■ Exercise objective ■
Each entry below should be printed exactly as given.
^^^^
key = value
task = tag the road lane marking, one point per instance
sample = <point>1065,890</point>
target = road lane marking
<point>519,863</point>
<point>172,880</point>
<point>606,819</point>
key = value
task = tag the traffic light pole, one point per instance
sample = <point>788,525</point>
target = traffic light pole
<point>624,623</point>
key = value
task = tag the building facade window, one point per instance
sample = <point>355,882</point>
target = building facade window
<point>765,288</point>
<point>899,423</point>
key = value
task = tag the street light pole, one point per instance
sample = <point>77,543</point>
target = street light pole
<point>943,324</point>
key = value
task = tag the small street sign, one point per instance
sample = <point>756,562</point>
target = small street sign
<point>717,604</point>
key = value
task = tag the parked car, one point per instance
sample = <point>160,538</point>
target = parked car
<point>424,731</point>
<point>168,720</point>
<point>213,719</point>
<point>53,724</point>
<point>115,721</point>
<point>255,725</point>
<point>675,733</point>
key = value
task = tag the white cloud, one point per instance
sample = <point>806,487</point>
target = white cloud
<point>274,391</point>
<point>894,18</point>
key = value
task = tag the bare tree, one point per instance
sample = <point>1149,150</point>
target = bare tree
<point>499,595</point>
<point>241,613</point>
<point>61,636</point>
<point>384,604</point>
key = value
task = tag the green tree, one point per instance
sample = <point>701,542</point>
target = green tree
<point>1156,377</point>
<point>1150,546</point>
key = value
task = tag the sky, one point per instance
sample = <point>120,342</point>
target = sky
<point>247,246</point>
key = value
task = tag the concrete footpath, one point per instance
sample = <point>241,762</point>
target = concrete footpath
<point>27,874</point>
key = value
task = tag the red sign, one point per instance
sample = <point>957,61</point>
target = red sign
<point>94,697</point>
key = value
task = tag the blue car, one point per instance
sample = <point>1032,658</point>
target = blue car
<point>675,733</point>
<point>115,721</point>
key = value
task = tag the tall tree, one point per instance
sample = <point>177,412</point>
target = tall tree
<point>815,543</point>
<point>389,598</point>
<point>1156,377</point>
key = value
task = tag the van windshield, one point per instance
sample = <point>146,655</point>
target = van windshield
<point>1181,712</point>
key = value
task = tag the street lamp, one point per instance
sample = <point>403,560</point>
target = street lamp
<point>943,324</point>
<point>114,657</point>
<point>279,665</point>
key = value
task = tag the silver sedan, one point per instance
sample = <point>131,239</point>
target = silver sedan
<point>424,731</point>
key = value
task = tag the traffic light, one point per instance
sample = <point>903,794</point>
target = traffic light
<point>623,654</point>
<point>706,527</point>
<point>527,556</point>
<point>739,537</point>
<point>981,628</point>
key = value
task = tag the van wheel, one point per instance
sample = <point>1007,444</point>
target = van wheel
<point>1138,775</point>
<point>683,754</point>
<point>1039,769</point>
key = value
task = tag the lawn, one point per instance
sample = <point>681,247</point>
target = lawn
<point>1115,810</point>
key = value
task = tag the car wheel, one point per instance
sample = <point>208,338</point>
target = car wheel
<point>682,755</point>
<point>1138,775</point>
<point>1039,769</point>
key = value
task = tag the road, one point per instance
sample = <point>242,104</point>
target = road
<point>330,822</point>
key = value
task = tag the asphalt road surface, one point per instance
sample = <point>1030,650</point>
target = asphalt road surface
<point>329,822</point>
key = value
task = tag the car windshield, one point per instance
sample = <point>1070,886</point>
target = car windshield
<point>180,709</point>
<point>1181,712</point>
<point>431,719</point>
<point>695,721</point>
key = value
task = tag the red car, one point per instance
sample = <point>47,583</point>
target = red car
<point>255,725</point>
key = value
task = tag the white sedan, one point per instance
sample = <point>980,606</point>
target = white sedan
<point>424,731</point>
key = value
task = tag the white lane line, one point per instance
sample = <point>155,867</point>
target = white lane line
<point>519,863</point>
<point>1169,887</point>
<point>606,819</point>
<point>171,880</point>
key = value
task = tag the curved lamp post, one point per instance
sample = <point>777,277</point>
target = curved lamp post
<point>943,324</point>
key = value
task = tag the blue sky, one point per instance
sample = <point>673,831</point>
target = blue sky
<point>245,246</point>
^^^^
■ Answer area ■
key = value
task = tag the road lane marking, one point per instance
sample = <point>1065,890</point>
target = road lane marking
<point>519,863</point>
<point>172,880</point>
<point>606,819</point>
key = value
task = tag the traffic light pole, one point per instance
sample = <point>788,525</point>
target = traffic light pole
<point>624,623</point>
key = value
task = tag the building facade window, one point per instance
sample = <point>355,882</point>
target = building facade window
<point>765,288</point>
<point>899,423</point>
key = value
task = tag the street light pole, one point per instance
sample = <point>77,543</point>
target = street light pole
<point>943,324</point>
key = value
task = tag the small street sign, one point per instance
sample = <point>756,562</point>
target = small street sign
<point>717,604</point>
key = value
task = tag the parked car, one point per instance
sample = <point>160,538</point>
target = parked car
<point>424,731</point>
<point>168,720</point>
<point>213,719</point>
<point>53,724</point>
<point>115,721</point>
<point>255,725</point>
<point>675,733</point>
key = value
task = tag the white cloud, one point per instance
sample = <point>806,487</point>
target = white cloud
<point>274,391</point>
<point>894,18</point>
key = value
task = tag the bare tree, one point per instance
sample = <point>1149,150</point>
target = bare tree
<point>499,595</point>
<point>241,613</point>
<point>61,636</point>
<point>384,604</point>
key = value
task = tag the green tree, one point per instance
sample = <point>701,542</point>
target = green tree
<point>1156,377</point>
<point>1150,546</point>
key = value
task = tag the sky, one point per instance
sample = <point>120,342</point>
target = sky
<point>247,246</point>
key = value
task = tag the concrete footpath, one point per instance
sample = <point>241,762</point>
target = concrete footpath
<point>27,874</point>
key = value
task = tag the red sign, one point per instance
sample = <point>957,61</point>
target = red sign
<point>94,697</point>
key = value
task = tag the blue car, one point per instance
sample = <point>1032,658</point>
target = blue car
<point>675,733</point>
<point>115,721</point>
key = value
task = tag the tall tree, one point per instance
sample = <point>177,412</point>
target = tall tree
<point>815,543</point>
<point>389,598</point>
<point>1156,377</point>
key = value
task = tag the van windshield, one point per instance
sample = <point>146,655</point>
target = van windshield
<point>1181,712</point>
key = value
task = tag the street lamp, one point per instance
sample = <point>403,560</point>
target = street lamp
<point>943,324</point>
<point>114,657</point>
<point>279,665</point>
key = value
task = tag the silver sedan, one point per instance
sample = <point>131,239</point>
target = silver sedan
<point>424,731</point>
key = value
task = tag the traffic light, one point per instance
sample = <point>903,794</point>
target = traffic light
<point>623,654</point>
<point>706,527</point>
<point>527,556</point>
<point>739,537</point>
<point>981,628</point>
key = value
task = tag the van wheel, one point per instance
sample = <point>1007,444</point>
target = van wheel
<point>1138,775</point>
<point>683,754</point>
<point>1039,769</point>
key = value
task = tag the lawn, one point per instance
sample = <point>681,247</point>
target = lawn
<point>1115,810</point>
key = value
task = tag the car wheel, one point per instance
sample = <point>208,338</point>
target = car wheel
<point>682,755</point>
<point>1138,775</point>
<point>1039,769</point>
key = value
task = tag the road, one point per instance
sample = <point>242,104</point>
target = road
<point>330,822</point>
key = value
task = tag the asphalt road surface, one point per instance
sample = <point>1030,650</point>
target = asphalt road surface
<point>329,822</point>
key = value
task = tag the car windshield, one point per instance
sample = <point>1070,886</point>
target = car windshield
<point>180,709</point>
<point>1181,712</point>
<point>431,719</point>
<point>695,721</point>
key = value
task = tag the red car, one point per instance
sample = <point>47,583</point>
target = red car
<point>255,725</point>
key = value
task = tag the white sedan, one point per instance
sample = <point>980,606</point>
target = white sedan
<point>424,731</point>
key = value
task = tag the white lane line, one point per instance
sample = <point>155,867</point>
target = white lane line
<point>519,863</point>
<point>1169,887</point>
<point>606,819</point>
<point>171,880</point>
key = value
task = tag the curved lamp post, one point per instance
sample = <point>777,277</point>
target = curved lamp post
<point>943,324</point>
key = value
task = tag the blue sky, one point per instance
sample = <point>673,831</point>
target = blue sky
<point>245,246</point>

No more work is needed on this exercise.